====== PAGE EXTRACT ======
However, companies need to be aware of the limitations of consumer-grade wearables: A recent academic paper published by PLOS Digital Health identifies many issues to be addressed for the potential benefits to be realized in full. These range from data quality and poor interoperability of systems, to varying digital literacy among patients, and access to wearables. Addressing these issues is crucial to successful realization of the benefits of personalized medicine.
A shift in mindset
The increasing interest from patients and consumers in their care and wellness journeys is a societal change. All life sciences and consumer health companies will have to confront this challenge, which requires a shift in mindset as much as changing the technology or the business model. In particular:
- Companies need to prepare direct-to-patient/consumer strategies in the light of margin pressure from growth in this area, insurance coverage issues, and potential limits to this model from regulation.
- Patient-centricity requires additional investments and prioritization of resources across the product life cycle.
- The shift toward personalization creates challenges in logistics, patient communication, and management of direct-to-patient therapeutic services, as well as in relationships with large HCP organizations. Companies need to meet these challenges to differentiate themselves in the market and achieve competitive advantage in an increasingly patient-centric environment.
====== SUPPLIED INFORMATION ======
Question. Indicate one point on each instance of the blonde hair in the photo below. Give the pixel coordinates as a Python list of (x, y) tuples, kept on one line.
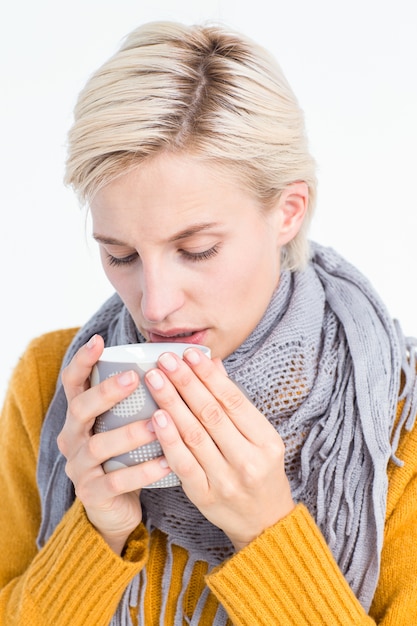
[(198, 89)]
======
====== SUPPLIED INFORMATION ======
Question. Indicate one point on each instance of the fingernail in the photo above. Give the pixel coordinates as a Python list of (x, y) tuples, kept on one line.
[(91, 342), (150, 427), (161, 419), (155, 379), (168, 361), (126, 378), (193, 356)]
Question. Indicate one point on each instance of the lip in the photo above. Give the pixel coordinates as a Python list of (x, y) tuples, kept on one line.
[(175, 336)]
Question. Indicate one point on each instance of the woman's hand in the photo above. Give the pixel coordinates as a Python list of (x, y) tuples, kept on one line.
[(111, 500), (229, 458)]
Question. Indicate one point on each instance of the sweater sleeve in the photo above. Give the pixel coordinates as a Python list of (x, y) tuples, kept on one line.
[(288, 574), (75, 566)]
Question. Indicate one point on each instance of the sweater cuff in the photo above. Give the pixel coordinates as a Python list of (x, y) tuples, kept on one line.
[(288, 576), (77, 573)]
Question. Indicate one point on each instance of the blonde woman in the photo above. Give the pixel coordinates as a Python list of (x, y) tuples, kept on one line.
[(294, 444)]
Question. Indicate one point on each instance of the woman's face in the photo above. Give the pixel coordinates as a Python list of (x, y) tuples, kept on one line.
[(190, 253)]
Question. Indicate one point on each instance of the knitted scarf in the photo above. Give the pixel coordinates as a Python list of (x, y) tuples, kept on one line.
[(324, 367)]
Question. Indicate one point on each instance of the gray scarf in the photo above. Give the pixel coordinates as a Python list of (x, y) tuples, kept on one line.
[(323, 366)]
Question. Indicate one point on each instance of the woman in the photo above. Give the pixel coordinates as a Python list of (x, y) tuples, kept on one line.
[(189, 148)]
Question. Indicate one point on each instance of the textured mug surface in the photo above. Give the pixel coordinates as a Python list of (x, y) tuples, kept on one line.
======
◆ WORK INSTRUCTION 1:
Summarize the passage about patient-centric strategy in two sentences.
◆ WORK INSTRUCTION 2:
According to the passage about patient-centric strategy, which publication issued the academic paper on the limitations of consumer-grade wearables?
◆ WORK INSTRUCTION 3:
Reproduce word for word the part of the passage about patient-centric strategy starting with "- Patient-centricity requires" and going on through "increasingly patient-centric environment.".
Work from the passage about patient-centric strategy alone and set the material aside.

◆ ANSWER BOX 1:
Consumer-grade wearables have limitations that must be addressed for personalized medicine to deliver its full benefits, including data quality, poor interoperability, varying digital literacy among patients, and access to wearables. Growing patient and consumer interest in care and wellness is a societal change that requires life sciences and consumer health companies to shift their mindset, invest in patient-centricity, and meet the challenges of personalization to gain competitive advantage.

◆ ANSWER BOX 2:
PLOS Digital Health published the paper.

◆ ANSWER BOX 3:
- Patient-centricity requires additional investments and prioritization of resources across the product life cycle.
- The shift toward personalization creates challenges in logistics, patient communication, and management of direct-to-patient therapeutic services, as well as in relationships with large HCP organizations. Companies need to meet these challenges to differentiate themselves in the market and achieve competitive advantage in an increasingly patient-centric environment.